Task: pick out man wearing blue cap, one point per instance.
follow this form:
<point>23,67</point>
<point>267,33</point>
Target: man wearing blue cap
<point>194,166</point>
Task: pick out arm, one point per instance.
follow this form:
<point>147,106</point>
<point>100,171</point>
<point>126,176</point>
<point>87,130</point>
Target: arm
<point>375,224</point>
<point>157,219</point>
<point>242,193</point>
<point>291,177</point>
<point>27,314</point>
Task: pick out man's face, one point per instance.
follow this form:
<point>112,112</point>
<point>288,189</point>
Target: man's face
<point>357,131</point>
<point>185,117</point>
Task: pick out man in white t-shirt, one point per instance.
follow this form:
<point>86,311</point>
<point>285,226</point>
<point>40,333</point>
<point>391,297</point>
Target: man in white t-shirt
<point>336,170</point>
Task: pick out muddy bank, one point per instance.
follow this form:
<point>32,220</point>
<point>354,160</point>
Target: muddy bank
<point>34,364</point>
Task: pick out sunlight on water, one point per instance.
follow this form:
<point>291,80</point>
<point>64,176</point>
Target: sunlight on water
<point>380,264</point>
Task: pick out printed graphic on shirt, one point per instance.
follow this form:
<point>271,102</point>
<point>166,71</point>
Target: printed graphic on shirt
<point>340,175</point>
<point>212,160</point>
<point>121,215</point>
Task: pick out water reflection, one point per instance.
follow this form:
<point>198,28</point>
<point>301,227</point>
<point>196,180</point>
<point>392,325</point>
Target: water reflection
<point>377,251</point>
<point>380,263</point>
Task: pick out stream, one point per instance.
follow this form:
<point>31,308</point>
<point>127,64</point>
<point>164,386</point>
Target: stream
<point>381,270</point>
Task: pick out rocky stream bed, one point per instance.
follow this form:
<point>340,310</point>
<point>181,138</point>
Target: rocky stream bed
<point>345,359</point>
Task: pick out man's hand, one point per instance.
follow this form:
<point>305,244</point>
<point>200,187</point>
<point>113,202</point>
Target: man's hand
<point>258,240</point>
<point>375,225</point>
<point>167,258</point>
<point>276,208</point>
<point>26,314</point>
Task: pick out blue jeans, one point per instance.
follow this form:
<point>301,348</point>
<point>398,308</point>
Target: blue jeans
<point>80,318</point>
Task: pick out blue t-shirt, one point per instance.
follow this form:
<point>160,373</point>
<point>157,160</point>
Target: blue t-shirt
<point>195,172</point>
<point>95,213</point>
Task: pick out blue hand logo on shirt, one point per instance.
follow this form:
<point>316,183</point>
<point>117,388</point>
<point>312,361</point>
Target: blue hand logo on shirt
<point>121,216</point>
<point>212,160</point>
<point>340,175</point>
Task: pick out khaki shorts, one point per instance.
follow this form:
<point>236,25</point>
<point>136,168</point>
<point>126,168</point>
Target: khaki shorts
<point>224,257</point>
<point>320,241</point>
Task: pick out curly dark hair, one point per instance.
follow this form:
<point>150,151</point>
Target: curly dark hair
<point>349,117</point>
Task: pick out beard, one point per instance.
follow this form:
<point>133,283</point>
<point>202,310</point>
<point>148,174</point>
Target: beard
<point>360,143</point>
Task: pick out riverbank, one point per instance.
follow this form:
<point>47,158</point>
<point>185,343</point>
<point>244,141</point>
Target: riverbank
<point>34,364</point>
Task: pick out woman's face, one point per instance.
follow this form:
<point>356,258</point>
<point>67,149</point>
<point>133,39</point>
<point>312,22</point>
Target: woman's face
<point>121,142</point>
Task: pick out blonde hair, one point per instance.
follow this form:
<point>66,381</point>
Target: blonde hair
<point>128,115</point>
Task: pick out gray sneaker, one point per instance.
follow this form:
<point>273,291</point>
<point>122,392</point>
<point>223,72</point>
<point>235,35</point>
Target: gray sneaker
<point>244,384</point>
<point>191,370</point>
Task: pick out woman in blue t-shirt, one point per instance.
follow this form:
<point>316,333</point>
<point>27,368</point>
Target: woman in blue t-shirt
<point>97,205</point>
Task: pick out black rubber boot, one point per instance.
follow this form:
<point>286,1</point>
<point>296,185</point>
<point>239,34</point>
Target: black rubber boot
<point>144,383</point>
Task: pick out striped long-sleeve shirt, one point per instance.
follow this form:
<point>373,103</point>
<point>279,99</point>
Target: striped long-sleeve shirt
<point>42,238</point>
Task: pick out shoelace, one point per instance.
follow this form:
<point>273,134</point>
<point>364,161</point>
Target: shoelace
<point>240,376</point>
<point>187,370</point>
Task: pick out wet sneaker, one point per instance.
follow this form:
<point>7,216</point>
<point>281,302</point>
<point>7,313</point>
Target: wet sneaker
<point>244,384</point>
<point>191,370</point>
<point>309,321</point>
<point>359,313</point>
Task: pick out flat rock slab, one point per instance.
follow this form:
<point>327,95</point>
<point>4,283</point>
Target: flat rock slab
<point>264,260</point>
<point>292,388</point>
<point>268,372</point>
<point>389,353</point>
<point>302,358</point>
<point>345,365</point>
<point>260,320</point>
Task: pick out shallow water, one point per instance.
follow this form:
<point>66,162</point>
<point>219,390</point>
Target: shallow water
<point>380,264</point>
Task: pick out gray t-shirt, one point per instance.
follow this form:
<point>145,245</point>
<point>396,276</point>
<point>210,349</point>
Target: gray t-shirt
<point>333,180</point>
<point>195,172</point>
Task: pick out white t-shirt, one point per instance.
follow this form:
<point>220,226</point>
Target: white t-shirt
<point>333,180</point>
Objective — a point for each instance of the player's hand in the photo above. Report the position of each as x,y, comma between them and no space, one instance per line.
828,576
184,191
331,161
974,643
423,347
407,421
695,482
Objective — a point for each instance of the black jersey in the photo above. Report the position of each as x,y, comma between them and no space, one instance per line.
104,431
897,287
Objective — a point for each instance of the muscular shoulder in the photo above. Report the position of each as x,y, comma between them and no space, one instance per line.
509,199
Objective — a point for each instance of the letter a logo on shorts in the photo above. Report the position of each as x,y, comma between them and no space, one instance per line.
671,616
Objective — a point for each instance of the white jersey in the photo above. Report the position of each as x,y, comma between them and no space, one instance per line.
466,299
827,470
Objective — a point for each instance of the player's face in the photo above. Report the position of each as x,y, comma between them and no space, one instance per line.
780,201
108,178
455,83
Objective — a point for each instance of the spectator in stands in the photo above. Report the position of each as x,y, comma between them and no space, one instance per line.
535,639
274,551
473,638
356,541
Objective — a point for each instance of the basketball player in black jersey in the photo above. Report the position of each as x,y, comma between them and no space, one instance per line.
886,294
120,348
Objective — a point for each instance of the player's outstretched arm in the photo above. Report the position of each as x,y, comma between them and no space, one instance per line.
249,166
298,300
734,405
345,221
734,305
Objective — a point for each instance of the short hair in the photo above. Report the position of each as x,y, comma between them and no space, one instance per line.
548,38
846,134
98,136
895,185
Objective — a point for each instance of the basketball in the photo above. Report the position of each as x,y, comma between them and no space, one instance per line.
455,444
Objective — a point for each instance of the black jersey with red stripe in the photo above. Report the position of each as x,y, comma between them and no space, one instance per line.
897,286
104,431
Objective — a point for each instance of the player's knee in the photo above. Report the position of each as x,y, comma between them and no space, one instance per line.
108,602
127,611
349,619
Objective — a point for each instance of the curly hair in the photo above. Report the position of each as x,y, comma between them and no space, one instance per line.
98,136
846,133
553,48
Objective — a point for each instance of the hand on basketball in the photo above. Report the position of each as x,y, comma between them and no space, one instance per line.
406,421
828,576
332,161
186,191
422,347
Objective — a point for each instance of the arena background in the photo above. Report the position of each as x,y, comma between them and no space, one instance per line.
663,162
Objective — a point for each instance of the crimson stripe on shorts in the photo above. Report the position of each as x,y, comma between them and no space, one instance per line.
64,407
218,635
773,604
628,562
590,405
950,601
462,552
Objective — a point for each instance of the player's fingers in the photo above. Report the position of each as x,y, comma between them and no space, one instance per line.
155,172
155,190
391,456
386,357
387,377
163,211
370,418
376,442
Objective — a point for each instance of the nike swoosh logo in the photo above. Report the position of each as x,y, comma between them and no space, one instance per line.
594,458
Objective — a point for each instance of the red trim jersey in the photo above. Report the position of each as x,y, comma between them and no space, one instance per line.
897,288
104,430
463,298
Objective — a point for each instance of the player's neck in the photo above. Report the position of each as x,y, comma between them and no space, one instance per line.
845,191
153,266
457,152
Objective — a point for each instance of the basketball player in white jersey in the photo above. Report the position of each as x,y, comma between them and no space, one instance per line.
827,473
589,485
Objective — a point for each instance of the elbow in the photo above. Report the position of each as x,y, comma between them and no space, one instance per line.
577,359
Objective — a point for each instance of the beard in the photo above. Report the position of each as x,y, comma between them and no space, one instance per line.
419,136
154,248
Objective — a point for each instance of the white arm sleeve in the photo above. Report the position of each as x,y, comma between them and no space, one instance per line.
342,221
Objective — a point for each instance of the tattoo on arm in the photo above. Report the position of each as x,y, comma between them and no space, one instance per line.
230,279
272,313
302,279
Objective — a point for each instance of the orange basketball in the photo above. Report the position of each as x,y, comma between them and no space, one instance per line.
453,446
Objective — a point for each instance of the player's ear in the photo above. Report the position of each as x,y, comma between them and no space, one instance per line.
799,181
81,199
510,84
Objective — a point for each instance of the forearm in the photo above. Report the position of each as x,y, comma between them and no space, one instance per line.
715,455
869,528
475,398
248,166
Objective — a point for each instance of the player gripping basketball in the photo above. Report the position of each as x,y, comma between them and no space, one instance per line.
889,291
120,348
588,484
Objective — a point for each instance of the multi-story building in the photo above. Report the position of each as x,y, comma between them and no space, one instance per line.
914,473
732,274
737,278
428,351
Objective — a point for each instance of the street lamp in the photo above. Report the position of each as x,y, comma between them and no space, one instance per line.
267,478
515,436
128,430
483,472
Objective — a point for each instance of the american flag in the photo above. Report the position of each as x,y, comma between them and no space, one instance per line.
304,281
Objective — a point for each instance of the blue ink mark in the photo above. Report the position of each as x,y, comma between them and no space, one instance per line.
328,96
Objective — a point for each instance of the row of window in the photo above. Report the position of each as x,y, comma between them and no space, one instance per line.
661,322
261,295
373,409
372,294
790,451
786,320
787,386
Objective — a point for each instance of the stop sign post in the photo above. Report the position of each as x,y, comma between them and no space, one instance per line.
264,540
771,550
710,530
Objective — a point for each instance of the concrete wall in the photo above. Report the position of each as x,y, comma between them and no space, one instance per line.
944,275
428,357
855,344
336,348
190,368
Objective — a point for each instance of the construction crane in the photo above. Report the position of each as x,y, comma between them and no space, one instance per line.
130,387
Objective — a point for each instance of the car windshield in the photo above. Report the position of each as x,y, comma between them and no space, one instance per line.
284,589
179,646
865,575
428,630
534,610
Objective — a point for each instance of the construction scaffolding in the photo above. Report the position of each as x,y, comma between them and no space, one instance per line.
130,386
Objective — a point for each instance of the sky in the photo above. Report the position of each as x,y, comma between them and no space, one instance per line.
----
- **Problem**
Could you write out, exactly as they stand, only the lines above that begin at the line with "<point>147,106</point>" and stop after the line with "<point>354,160</point>"?

- **Exercise answer**
<point>147,106</point>
<point>100,171</point>
<point>126,176</point>
<point>87,130</point>
Target: arm
<point>375,224</point>
<point>157,219</point>
<point>242,193</point>
<point>291,177</point>
<point>27,314</point>
Task: pick out man's face, one point per instance.
follow this form:
<point>112,112</point>
<point>288,189</point>
Target: man's face
<point>357,131</point>
<point>185,117</point>
Task: pick out man in white t-shirt, one point per instance.
follow this form:
<point>86,311</point>
<point>285,226</point>
<point>40,333</point>
<point>391,297</point>
Target: man in white t-shirt
<point>336,170</point>
Task: pick out muddy bank, one point per instance.
follow this form:
<point>32,220</point>
<point>354,160</point>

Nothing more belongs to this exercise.